Consigne: Poursuivez le texte sur la médiation autour de l'aéroport de Notre-Dame-des-Landes à partir de sa dernière phrase.

Texte fourni:
┌────────

Le rapport des médiateurs a été rendu mercredi 13 décembre. Il ré-évalue positivement l’aménagement de l’aéroport existant de Nantes. Et les médiateurs proposent que la Zad devienne « un terrain d’expérimentation de pratiques agroenvironnementales rénovées. »

« Décision, il doit y avoir. L’attente est très forte. » La médiatrice Anne Boquet insiste sur ces mots. Avec ses confrères Michel Badré et Gérard Feldzer, ils ont remis hier mercredi 13 décembre, en fin de matinée, leur rapport au Premier ministre, Édouard Philippe. Puis les trois membres de la « Mission de médiation relative au projet d’aéroport du Grand Ouest » se sont livrés à un exercice d’explication devant un parterre de journalistes.

Les trois médiateurs, Gérard Feldzer, Anne Boquet, et Michel Badré.

Nommés le 1er juin dernier afin d’étudier le dossier du projet d’aéroport de Notre-Dame-des-Landes, ils ont eu six mois pour auditionner le maximum de parties prenantes (plus d’une centaine de personnes — associations, institutionnels, experts), examiner l’historique du projet, et demander des expertises complémentaires. « Dans une situation particulièrement conflictuelle, la mission a travaillé en toute objectivité, impartialité. […] Nous n’avons subi aucune pression », a insisté Anne Boquet. Elle a aussi reconnu un « déficit de démocratie dans ce dossier. Il y a eu un certain nombre de défaillances. Le débat n’a pas été transparent et contradictoire. L’opposition était présente dès l’origine du projet et faute d’avoir été prise au sérieux, elle s’est radicalisée, une Zad s’est implantée. »

└────────

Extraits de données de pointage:

┌────────

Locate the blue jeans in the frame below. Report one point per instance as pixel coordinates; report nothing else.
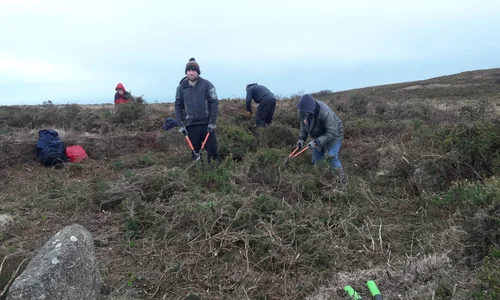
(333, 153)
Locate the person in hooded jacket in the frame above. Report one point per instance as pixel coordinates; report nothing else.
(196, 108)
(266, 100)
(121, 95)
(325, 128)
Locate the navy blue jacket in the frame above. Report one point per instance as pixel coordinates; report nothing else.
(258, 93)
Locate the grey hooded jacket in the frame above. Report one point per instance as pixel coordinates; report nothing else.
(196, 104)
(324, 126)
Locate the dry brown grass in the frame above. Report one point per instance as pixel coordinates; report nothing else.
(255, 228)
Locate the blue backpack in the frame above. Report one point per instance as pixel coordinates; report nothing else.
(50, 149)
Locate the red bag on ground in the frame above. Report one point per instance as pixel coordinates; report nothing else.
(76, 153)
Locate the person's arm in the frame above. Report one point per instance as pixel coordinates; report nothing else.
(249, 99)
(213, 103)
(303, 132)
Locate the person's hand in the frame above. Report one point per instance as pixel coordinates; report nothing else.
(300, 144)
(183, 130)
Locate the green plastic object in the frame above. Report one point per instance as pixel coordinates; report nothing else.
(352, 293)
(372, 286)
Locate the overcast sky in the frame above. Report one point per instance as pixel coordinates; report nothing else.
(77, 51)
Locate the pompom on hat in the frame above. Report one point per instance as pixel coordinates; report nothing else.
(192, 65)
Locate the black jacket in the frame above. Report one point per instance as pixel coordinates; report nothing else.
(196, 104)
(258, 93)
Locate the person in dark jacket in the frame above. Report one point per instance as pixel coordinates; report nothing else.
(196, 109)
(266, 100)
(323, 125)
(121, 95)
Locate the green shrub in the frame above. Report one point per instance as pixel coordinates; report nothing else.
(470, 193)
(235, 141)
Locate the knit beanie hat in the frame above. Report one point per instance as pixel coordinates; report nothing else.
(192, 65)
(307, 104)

└────────

Réponse:
  • Télécharger le rapport :

Des « éléments nouveaux »

Le rapport commence par remettre le projet d’aéroport dans un contexte plus large et liste des enjeux : croissance du trafic aérien, exposition des riverains au bruit, mais aussi aménagement du territoire, qualité de l’eau et respect de la biodiversité, dynamique du monde agricole, coûts, émissions de gaz à effet de serre, et même ordre public — « le retour à l’État de droit sur la Zad de Notre-Dame-des-Landes est une nécessité », a dit la médiatrice.

Autre préalable, il tient pour acquis les chiffres d’augmentation du nombre de voyageurs et table sur 9 à 10 millions de passagers et 80.000 mouvements d’avions en 2040.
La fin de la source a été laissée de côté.